▶ _SUPPLIED INFORMATION_:
^^^^^^^^^^^^^^^^

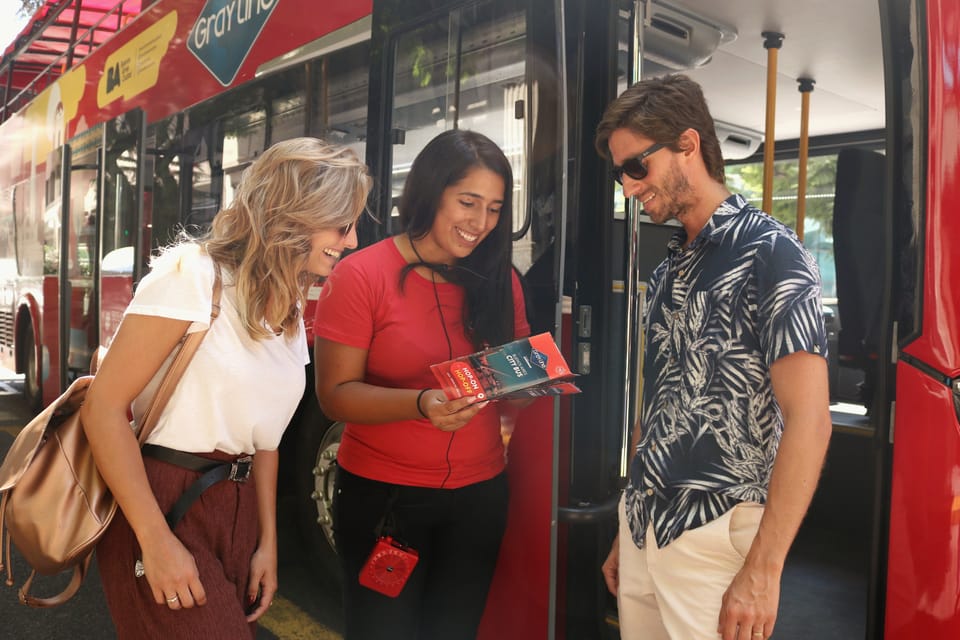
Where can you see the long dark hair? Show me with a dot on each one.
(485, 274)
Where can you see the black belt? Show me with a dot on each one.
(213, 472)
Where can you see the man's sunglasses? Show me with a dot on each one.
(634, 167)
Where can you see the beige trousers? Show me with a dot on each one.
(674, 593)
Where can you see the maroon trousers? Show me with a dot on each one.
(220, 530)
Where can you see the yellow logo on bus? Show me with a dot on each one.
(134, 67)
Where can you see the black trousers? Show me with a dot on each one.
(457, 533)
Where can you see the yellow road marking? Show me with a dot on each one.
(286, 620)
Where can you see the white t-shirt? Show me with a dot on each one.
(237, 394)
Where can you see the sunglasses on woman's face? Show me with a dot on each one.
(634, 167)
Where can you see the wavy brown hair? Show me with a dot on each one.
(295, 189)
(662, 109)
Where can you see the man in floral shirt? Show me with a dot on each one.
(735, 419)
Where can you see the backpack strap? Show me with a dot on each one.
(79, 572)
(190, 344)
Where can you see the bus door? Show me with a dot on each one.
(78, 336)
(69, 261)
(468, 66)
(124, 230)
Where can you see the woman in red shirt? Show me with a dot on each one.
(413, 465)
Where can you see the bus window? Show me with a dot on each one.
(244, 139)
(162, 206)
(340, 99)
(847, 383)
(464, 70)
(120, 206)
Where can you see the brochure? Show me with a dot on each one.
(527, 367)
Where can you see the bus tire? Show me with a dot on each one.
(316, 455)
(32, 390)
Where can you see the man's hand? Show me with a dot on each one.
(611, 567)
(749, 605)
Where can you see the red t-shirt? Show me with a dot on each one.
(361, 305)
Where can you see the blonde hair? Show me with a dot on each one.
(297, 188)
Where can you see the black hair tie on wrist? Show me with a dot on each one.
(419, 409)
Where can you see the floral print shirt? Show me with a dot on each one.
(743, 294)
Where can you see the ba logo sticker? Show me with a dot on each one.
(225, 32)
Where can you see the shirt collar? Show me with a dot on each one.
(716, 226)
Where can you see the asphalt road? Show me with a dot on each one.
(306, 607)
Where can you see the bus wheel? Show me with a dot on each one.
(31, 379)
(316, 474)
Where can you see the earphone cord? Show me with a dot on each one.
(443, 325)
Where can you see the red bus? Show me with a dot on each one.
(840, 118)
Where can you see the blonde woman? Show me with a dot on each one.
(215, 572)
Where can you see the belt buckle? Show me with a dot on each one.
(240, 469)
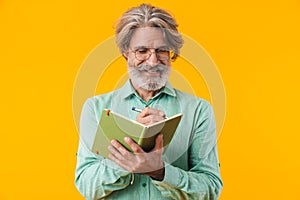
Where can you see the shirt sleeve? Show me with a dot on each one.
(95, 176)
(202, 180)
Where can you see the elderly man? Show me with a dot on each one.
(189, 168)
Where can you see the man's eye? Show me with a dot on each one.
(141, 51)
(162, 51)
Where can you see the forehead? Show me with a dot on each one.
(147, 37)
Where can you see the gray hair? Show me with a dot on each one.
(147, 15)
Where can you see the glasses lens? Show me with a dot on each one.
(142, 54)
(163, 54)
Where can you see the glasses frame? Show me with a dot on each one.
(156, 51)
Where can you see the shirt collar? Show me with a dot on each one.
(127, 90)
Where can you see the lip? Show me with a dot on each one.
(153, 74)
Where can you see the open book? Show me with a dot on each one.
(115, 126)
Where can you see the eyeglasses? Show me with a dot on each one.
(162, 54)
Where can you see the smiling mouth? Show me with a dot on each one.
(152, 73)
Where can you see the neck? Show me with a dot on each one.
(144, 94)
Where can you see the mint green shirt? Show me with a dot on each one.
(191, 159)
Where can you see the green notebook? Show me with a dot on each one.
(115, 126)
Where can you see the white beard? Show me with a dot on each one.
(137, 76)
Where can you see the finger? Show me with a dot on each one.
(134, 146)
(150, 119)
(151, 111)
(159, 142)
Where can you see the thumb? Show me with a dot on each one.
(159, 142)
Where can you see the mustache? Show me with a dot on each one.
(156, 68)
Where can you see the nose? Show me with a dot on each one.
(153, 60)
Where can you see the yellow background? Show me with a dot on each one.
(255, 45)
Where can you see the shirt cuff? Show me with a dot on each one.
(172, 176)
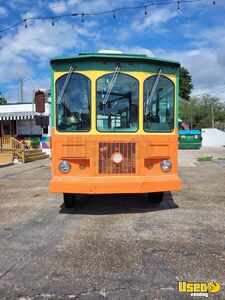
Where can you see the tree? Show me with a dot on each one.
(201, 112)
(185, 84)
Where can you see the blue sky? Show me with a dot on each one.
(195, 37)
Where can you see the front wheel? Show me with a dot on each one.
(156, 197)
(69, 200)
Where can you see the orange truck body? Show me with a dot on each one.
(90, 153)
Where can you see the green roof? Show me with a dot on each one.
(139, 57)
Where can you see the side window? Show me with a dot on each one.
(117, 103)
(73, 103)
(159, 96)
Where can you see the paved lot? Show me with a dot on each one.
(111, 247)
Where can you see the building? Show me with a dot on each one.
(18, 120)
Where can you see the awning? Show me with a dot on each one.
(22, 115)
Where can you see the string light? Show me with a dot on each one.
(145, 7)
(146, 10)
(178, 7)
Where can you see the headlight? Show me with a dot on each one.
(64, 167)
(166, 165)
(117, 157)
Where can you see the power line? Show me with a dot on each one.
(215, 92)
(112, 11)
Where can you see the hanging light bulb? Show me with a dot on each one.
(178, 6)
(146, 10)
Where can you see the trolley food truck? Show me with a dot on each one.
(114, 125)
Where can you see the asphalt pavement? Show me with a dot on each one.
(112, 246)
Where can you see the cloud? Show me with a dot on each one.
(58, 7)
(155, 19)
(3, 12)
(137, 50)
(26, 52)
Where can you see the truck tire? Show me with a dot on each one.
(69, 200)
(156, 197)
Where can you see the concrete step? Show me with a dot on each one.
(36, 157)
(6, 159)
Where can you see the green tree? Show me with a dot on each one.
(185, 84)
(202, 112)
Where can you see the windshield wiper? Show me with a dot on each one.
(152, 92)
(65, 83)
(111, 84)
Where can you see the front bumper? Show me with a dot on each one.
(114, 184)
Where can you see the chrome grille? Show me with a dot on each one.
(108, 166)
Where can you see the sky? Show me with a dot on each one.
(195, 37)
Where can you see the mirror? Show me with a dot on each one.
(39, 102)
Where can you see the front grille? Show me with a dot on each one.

^^^^^^^^^^^^^^^^

▶ _TO BE DONE_: Write out every one of the items above word for word, leaving the pictures out.

▶ _COMPLETE OUTPUT_:
Where can you see the long dark hair? Show me with a dot on each one.
(485, 274)
Where can you see the black belt? Show me with a dot on each one.
(213, 472)
Where can you see the man's sunglasses? Show me with a dot on each one.
(634, 167)
Where can you see the beige trousers? Show me with a dot on each one.
(674, 593)
Where can you see the maroon trousers? Show me with a dot on each one.
(220, 530)
Where can you see the yellow logo on bus? Show me with a dot on each one.
(134, 67)
Where can you see the black trousers? Show me with a dot on each one.
(457, 533)
Where can you see the yellow road marking? Show me with a dot on each one.
(286, 620)
Where can you see the white t-shirt? Show me with a dot on each one.
(237, 394)
Where can you see the sunglasses on woman's face? Show me with a dot on each one.
(634, 167)
Where can you see the wavy brown hair? Show me with a dot on each one.
(295, 189)
(662, 109)
Where can you see the man in floral shirt? Show me with a dot on each one.
(735, 419)
Where can you see the backpack strap? Show me with a dot on each one.
(79, 572)
(190, 344)
Where can you see the bus door? Show me with a dot on each one.
(78, 336)
(69, 261)
(468, 66)
(124, 230)
Where can you see the woman in red shirt? Show me with a dot on each one.
(413, 465)
Where can you see the bus window? Show me with a dot on each one.
(244, 139)
(162, 206)
(340, 99)
(847, 383)
(464, 70)
(120, 206)
Where can you see the brochure? Show me with a dot on each one.
(527, 367)
Where can you see the bus tire? Show me with a dot on each one.
(316, 455)
(32, 390)
Where can you see the man's hand? Show me with a dot on each one.
(611, 567)
(749, 605)
Where can you see the red t-shirt? Show me with a dot on each one.
(361, 305)
Where can you see the blonde hair? Show me with a dot on each one.
(297, 188)
Where can you see the black hair tie on wrist? Show me with a dot on each one.
(419, 409)
Where can you see the floral print shirt? Show me with a dot on each one.
(743, 294)
Where can you see the ba logo sticker? Show me with a dot on each one.
(225, 32)
Where can you see the shirt collar? Show me with a dot on each one.
(716, 226)
Where can you see the asphalt road? Show me with a dot on each one.
(306, 607)
Where can you see the bus wheel? Show me with a dot on each one.
(31, 379)
(316, 474)
Where can you see the earphone cord? Show me with a dot on each one.
(443, 325)
Where can you see the red bus? Show me with a dot on each one.
(840, 118)
Where can you see the blonde woman? Show me with a dot on each one.
(215, 572)
Where can you see the belt buckle? Show me with a dot on each one.
(240, 469)
Where can you see the shirt sleeve? Show me with a dot on each one.
(95, 176)
(202, 180)
Where can you see the elderly man? Show me with a dot on each one.
(189, 168)
Where can you see the man's eye? Show me with a dot on each one.
(141, 51)
(162, 51)
Where can you see the forehead? Show me with a dot on each one.
(147, 37)
Where can you see the gray hair? Show me with a dot on each one.
(147, 15)
Where can you see the glasses lens? Show me with a dot on each one.
(142, 54)
(163, 54)
Where can you see the glasses frame? Show me with a dot on each one.
(156, 51)
Where can you see the shirt collar? Show me with a dot on each one.
(127, 90)
Where can you see the lip? Show me with a dot on each one.
(153, 74)
Where can you see the open book? Show me with a dot on each one.
(115, 126)
Where can you see the eyeglasses? Show me with a dot on each one.
(162, 54)
Where can you see the smiling mouth? Show me with a dot on each one.
(152, 73)
Where can you see the neck? Show me with a dot on each one.
(144, 94)
Where can you see the mint green shirt? Show me with a dot on each one.
(191, 159)
Where can you see the green notebook? Show me with a dot on each one.
(115, 126)
Where can you see the white beard? Show me with a dot on each one.
(137, 76)
Where can you see the finger? Show me with a dot on each one.
(134, 146)
(150, 119)
(151, 111)
(159, 142)
Where can you see the thumb? Show me with a dot on each one.
(159, 142)
Where can you see the mustache? Show me with a dot on each one.
(156, 68)
Where can you see the nose? Show me with a dot on each one.
(153, 60)
Where can you see the yellow background? Show me with a dot on each one.
(255, 45)
Where can you see the shirt cuff? Show me with a dot on each one.
(172, 176)
Where can you see the tree? Show me with a dot on each one.
(201, 112)
(185, 84)
Where can you see the blue sky? Show me with a dot on each one.
(195, 37)
Where can you see the front wheel? Show me with a dot on each one.
(156, 197)
(69, 200)
Where can you see the orange truck body? Show me with a dot on each one.
(90, 153)
Where can you see the green roof? Show me with a dot on each one.
(139, 57)
Where can you see the side window? Show me with a dot on each one.
(117, 103)
(73, 103)
(159, 96)
Where can you see the paved lot? Show me with a dot on each one.
(111, 247)
Where can you see the building? Show me with a dot on each one.
(18, 120)
Where can you see the awning? Show me with a dot on each one.
(22, 115)
Where can you see the string light? Show me with a dot on each one.
(145, 7)
(146, 10)
(178, 7)
Where can you see the headlight? Show me with a dot on each one.
(64, 167)
(166, 165)
(117, 157)
Where can you see the power line? Show me with a dot on each one.
(215, 92)
(112, 11)
Where can you see the hanging light bulb? Show me with a dot on each one.
(178, 6)
(146, 10)
Where can you see the trolley food truck? Show me with a dot on each one.
(114, 125)
Where can you see the asphalt pavement? Show me with a dot on each one.
(112, 246)
Where can you see the cloud? Show me with a dot on each one.
(58, 7)
(155, 19)
(3, 12)
(137, 50)
(26, 52)
Where can you see the truck tire? Show me with a dot on each one.
(69, 200)
(156, 197)
Where can you see the concrete step? Show me with a dot on each one.
(36, 157)
(6, 159)
Where can you see the green tree? Show me with a dot on each one.
(185, 84)
(202, 112)
Where can you see the windshield wiper? Show me with a dot on each one.
(152, 92)
(65, 83)
(111, 84)
Where can you see the front bumper? Show me with a dot on each one.
(114, 184)
Where can you see the chrome grille? Show me with a dot on each one.
(108, 166)
Where can you see the sky? Show me with a dot on each one.
(195, 37)
Where can you see the mirror? Show me with a dot on each one.
(39, 102)
Where can you see the front grille? Show me with a dot on each one.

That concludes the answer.